▶ [Provided records]:
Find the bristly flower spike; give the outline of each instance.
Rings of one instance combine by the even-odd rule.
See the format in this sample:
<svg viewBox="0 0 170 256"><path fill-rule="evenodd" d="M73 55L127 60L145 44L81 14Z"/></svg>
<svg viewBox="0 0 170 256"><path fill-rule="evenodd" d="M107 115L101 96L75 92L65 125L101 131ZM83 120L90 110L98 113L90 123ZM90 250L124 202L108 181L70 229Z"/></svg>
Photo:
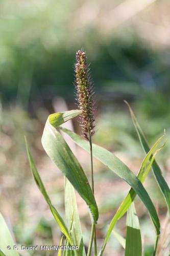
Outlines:
<svg viewBox="0 0 170 256"><path fill-rule="evenodd" d="M76 53L75 73L77 100L79 108L82 111L82 136L90 140L90 137L94 133L95 127L93 84L86 53L83 50L79 50Z"/></svg>

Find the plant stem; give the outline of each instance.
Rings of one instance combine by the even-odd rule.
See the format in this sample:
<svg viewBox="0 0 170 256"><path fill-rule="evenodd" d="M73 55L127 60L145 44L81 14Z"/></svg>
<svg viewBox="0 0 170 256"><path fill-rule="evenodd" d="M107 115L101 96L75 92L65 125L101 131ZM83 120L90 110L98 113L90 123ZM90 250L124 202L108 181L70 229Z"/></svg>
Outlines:
<svg viewBox="0 0 170 256"><path fill-rule="evenodd" d="M90 136L89 138L90 147L90 157L91 157L91 187L92 190L93 194L94 194L94 178L93 178L93 154L92 154L92 141L91 136ZM94 239L94 255L97 256L97 245L96 245L96 230L95 230L95 223L93 223L92 224L92 229L93 228L93 231L92 234L92 239ZM91 244L92 246L92 244Z"/></svg>
<svg viewBox="0 0 170 256"><path fill-rule="evenodd" d="M154 246L154 251L153 252L153 256L155 256L155 255L156 255L156 249L157 248L159 237L159 235L157 234L156 236L156 238L155 246Z"/></svg>
<svg viewBox="0 0 170 256"><path fill-rule="evenodd" d="M87 256L90 256L90 255L91 255L91 248L92 248L92 245L93 243L93 237L94 237L94 228L95 228L95 224L94 222L93 222L91 224L91 231L90 243L89 243L89 245L88 249Z"/></svg>

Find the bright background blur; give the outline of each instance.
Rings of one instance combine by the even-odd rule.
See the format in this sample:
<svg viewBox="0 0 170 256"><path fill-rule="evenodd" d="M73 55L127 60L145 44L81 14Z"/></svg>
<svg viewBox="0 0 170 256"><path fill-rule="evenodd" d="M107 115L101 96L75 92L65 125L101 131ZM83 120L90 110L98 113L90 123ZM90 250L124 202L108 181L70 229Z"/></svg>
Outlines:
<svg viewBox="0 0 170 256"><path fill-rule="evenodd" d="M32 178L23 136L53 203L63 216L64 179L44 153L41 136L49 114L77 108L73 66L78 49L86 50L91 63L96 95L94 142L137 172L144 155L124 99L131 104L151 145L164 129L170 137L169 13L168 0L1 1L0 211L18 244L59 244L61 233ZM77 120L73 124L80 134ZM169 142L157 157L168 184ZM77 154L90 175L88 156L80 148ZM100 246L129 188L96 161L94 170ZM162 227L167 227L165 202L152 174L144 185ZM77 198L88 245L90 221L86 205ZM137 198L136 202L144 255L150 256L154 229L143 205ZM125 217L115 229L126 236ZM167 255L162 250L164 238L160 255ZM113 236L105 255L111 252L124 254ZM33 255L56 255L38 253Z"/></svg>

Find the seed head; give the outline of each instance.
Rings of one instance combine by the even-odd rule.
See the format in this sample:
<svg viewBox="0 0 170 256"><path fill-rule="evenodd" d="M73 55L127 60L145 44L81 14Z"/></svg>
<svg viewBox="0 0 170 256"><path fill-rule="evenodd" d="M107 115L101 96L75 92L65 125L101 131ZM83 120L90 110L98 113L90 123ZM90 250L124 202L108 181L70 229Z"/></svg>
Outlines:
<svg viewBox="0 0 170 256"><path fill-rule="evenodd" d="M82 111L82 136L89 140L94 133L93 85L87 63L86 53L79 50L76 53L75 87L78 106Z"/></svg>

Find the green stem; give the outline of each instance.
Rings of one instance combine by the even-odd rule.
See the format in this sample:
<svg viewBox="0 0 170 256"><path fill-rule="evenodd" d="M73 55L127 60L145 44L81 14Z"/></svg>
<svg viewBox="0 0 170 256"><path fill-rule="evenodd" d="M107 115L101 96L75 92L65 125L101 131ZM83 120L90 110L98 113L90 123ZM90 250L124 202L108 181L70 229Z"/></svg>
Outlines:
<svg viewBox="0 0 170 256"><path fill-rule="evenodd" d="M93 191L93 194L94 194L93 154L92 154L92 141L91 141L91 136L90 136L89 143L90 143L90 158L91 158L91 187L92 187L92 190ZM96 239L95 225L95 223L92 223L92 226L94 226L94 231L93 231L93 237L94 239L94 255L95 255L95 256L97 256L97 245L96 245Z"/></svg>
<svg viewBox="0 0 170 256"><path fill-rule="evenodd" d="M89 243L89 245L88 249L87 256L90 256L90 255L91 255L91 248L92 248L92 245L93 243L93 237L94 237L94 228L95 228L95 224L94 223L94 222L93 222L92 223L92 225L91 225L91 231L90 243Z"/></svg>
<svg viewBox="0 0 170 256"><path fill-rule="evenodd" d="M155 256L155 255L156 255L156 249L157 248L159 237L159 235L157 234L156 236L156 240L155 240L155 246L154 246L154 251L153 253L153 256Z"/></svg>

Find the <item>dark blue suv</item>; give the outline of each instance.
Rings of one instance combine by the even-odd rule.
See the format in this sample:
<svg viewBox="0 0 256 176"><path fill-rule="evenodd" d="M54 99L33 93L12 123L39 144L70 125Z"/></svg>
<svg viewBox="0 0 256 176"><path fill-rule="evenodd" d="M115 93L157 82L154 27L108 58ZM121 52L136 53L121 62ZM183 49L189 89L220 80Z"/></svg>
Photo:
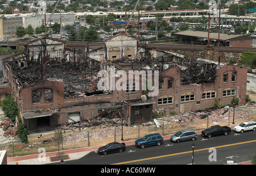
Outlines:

▶ [Written request]:
Return the entire listing above word for word, but omit the pictures.

▶ [Result below]:
Find the bristly flower spike; give the outline of each instance.
Rings of one instance combine by the even-odd rule.
See the format in this sample:
<svg viewBox="0 0 170 256"><path fill-rule="evenodd" d="M73 55L127 60L145 44L81 14Z"/></svg>
<svg viewBox="0 0 170 256"><path fill-rule="evenodd" d="M107 115L101 96L75 92L65 125L101 131ZM83 120L90 110L98 113L90 123ZM90 250L124 202L108 181L70 229Z"/></svg>
Photo:
Outlines:
<svg viewBox="0 0 170 256"><path fill-rule="evenodd" d="M76 53L75 73L77 100L79 108L82 111L82 136L90 140L90 137L94 133L95 127L93 84L86 53L83 50L79 50Z"/></svg>

Find the plant stem; give the outline of each instance.
Rings of one instance combine by the even-odd rule.
See the format in this sample:
<svg viewBox="0 0 170 256"><path fill-rule="evenodd" d="M73 55L127 60L145 44L81 14Z"/></svg>
<svg viewBox="0 0 170 256"><path fill-rule="evenodd" d="M107 115L101 96L75 92L65 125L101 131ZM83 120L90 110L98 113L90 123ZM90 250L124 202L108 181L70 229Z"/></svg>
Outlines:
<svg viewBox="0 0 170 256"><path fill-rule="evenodd" d="M90 136L89 138L90 147L90 157L91 157L91 187L92 190L93 194L94 194L94 178L93 178L93 154L92 154L92 141L91 136ZM94 239L94 255L97 256L97 245L96 245L96 230L95 230L95 223L93 223L92 224L92 229L93 228L93 231L92 234L92 239ZM91 244L92 246L92 244Z"/></svg>
<svg viewBox="0 0 170 256"><path fill-rule="evenodd" d="M154 246L154 251L153 252L153 256L155 256L155 255L156 255L156 249L157 248L159 237L159 235L157 234L156 236L156 238L155 246Z"/></svg>
<svg viewBox="0 0 170 256"><path fill-rule="evenodd" d="M87 256L90 256L90 255L91 255L91 248L92 248L92 245L93 243L93 237L94 237L94 228L95 228L95 224L94 222L93 222L91 224L91 231L90 243L89 243L89 245L88 249Z"/></svg>

Find the bright background blur; give the outline of each instance.
Rings of one instance combine by the even-odd rule.
See the format in this sample:
<svg viewBox="0 0 170 256"><path fill-rule="evenodd" d="M73 55L127 60L145 44L81 14Z"/></svg>
<svg viewBox="0 0 170 256"><path fill-rule="evenodd" d="M107 115L101 96L75 92L65 125L101 131ZM83 120L90 110L98 113L90 123ZM90 250L124 202L108 181L70 229Z"/></svg>
Outlines:
<svg viewBox="0 0 170 256"><path fill-rule="evenodd" d="M32 178L23 136L53 203L63 216L64 179L44 153L41 136L49 114L77 108L73 66L78 49L86 50L91 63L96 95L94 142L137 172L144 155L124 99L131 104L151 145L164 129L170 137L169 13L168 0L1 1L0 211L18 244L59 244L61 233ZM77 120L73 124L80 134ZM169 142L157 157L168 184ZM77 154L90 175L88 156L80 148ZM100 246L129 188L96 161L94 170ZM162 227L167 227L165 202L152 174L144 185ZM77 198L88 245L90 221L86 205ZM137 198L136 202L144 255L150 256L154 229L143 205ZM125 217L115 229L126 236ZM167 255L162 250L164 238L160 255ZM113 236L105 255L111 252L124 254ZM33 255L56 255L38 253Z"/></svg>

Find the seed head; give the outline of each instance.
Rings of one instance combine by the even-odd rule.
See the format in this sample:
<svg viewBox="0 0 170 256"><path fill-rule="evenodd" d="M73 55L127 60L145 44L81 14Z"/></svg>
<svg viewBox="0 0 170 256"><path fill-rule="evenodd" d="M107 115L101 96L75 92L65 125L101 131ZM83 120L90 110L98 113L90 123ZM90 250L124 202L108 181L70 229Z"/></svg>
Outlines:
<svg viewBox="0 0 170 256"><path fill-rule="evenodd" d="M82 111L82 136L89 140L94 133L93 85L87 63L86 53L79 50L76 53L75 87L78 106Z"/></svg>

Find the green stem; give the outline of each instance.
Rings of one instance combine by the even-odd rule.
See the format in this sample:
<svg viewBox="0 0 170 256"><path fill-rule="evenodd" d="M73 55L127 60L145 44L81 14Z"/></svg>
<svg viewBox="0 0 170 256"><path fill-rule="evenodd" d="M107 115L101 96L75 92L65 125L101 131ZM83 120L90 110L98 113L90 123ZM90 250L124 202L108 181L70 229Z"/></svg>
Outlines:
<svg viewBox="0 0 170 256"><path fill-rule="evenodd" d="M93 191L93 194L94 194L93 154L92 154L92 141L91 141L91 136L90 136L89 143L90 143L90 158L91 158L91 187L92 187L92 190ZM96 239L95 225L95 223L92 223L92 226L94 226L94 231L93 231L93 237L94 239L94 255L95 255L95 256L97 256L97 245L96 245Z"/></svg>
<svg viewBox="0 0 170 256"><path fill-rule="evenodd" d="M89 243L89 245L88 249L87 256L90 256L90 255L91 255L91 248L92 248L92 245L93 243L93 237L94 237L94 228L95 228L95 224L94 223L94 222L93 222L92 223L92 225L91 225L91 231L90 243Z"/></svg>
<svg viewBox="0 0 170 256"><path fill-rule="evenodd" d="M155 256L155 255L156 255L156 249L157 248L159 237L159 235L157 234L156 236L156 240L155 240L155 246L154 246L154 251L153 253L153 256Z"/></svg>

Find the <item>dark blue suv</item>; give the outline of each instance.
Rings of one instance combine by the even-odd rule.
See the format in this sample:
<svg viewBox="0 0 256 176"><path fill-rule="evenodd" d="M54 99L33 93L12 123L39 144L70 125Z"/></svg>
<svg viewBox="0 0 256 176"><path fill-rule="evenodd" d="M115 93L157 82L154 27L108 58ZM121 52L136 53L121 62ZM183 49L189 89L220 80Z"/></svg>
Photo:
Outlines:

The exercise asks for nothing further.